• _Activity_: Each line of the listing that includes the string "twig" needs to be located and copied.
______
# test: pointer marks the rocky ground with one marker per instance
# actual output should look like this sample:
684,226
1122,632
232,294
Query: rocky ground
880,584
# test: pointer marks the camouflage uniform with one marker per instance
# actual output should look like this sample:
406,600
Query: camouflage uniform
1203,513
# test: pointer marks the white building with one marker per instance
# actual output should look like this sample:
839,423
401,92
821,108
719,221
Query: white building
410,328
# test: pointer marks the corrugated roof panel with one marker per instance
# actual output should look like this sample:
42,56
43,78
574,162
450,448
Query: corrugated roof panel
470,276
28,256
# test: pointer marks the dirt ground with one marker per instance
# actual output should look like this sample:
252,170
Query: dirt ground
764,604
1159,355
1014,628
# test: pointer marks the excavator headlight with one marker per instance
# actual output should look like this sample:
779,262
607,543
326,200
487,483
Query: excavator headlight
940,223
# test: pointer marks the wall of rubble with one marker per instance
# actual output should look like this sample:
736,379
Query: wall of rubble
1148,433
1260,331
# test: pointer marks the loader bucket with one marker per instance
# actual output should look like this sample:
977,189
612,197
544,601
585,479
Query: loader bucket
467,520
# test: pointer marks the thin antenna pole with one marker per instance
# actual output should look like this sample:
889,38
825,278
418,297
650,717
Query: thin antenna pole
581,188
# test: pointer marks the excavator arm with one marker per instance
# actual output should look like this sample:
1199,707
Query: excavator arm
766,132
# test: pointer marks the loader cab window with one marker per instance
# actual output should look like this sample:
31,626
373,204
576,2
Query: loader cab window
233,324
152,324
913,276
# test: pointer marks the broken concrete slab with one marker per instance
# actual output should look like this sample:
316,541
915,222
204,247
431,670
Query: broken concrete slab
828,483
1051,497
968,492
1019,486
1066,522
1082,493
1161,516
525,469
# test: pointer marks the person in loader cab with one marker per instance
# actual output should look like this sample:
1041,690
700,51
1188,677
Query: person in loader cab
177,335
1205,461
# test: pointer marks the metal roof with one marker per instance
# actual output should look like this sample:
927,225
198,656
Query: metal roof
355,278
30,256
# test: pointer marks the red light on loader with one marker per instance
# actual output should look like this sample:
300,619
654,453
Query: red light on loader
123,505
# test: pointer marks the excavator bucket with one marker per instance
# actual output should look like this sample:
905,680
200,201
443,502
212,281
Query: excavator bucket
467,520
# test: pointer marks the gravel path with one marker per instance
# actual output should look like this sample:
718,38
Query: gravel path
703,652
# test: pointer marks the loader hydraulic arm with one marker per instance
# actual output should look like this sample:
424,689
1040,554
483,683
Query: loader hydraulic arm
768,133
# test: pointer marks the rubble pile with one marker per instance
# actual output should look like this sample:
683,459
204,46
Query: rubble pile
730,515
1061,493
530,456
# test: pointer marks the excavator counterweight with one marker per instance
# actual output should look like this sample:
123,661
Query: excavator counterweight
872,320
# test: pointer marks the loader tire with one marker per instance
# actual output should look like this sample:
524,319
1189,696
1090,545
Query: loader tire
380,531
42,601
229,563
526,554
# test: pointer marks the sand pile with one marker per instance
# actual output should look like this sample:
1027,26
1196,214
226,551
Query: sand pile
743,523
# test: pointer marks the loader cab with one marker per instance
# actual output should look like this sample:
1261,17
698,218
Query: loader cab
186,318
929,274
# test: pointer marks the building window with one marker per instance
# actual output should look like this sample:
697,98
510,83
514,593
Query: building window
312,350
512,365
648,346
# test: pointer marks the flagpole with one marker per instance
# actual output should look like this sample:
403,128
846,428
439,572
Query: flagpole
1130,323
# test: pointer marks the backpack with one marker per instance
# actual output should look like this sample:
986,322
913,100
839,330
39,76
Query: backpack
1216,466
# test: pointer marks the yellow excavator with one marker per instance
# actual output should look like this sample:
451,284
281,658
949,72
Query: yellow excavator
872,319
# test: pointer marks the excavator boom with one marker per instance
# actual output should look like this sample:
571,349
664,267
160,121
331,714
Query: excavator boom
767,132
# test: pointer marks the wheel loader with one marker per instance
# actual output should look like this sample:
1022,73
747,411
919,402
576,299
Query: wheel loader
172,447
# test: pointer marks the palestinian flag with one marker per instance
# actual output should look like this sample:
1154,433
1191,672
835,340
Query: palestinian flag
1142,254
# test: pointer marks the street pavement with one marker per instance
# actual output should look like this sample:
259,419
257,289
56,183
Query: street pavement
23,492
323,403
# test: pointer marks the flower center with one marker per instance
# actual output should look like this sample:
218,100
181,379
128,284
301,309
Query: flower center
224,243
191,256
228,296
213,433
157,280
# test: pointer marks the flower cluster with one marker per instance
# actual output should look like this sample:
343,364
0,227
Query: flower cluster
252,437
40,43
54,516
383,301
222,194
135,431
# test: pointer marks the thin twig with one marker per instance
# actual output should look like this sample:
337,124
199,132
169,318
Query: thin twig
______
• _Expected output_:
# test: pointer marks the thin twig with one marker per instance
Query: thin twig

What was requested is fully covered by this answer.